Named-object pointing records
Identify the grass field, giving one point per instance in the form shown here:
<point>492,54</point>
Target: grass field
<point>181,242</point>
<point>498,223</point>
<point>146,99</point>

▸ JOB:
Pull out each line of the items above that contains the word "field", copying the lines unchanged.

▸ OUTPUT OF THE EXERCISE:
Identify the grass field, giving one point per instance in the form shown here:
Target: grass field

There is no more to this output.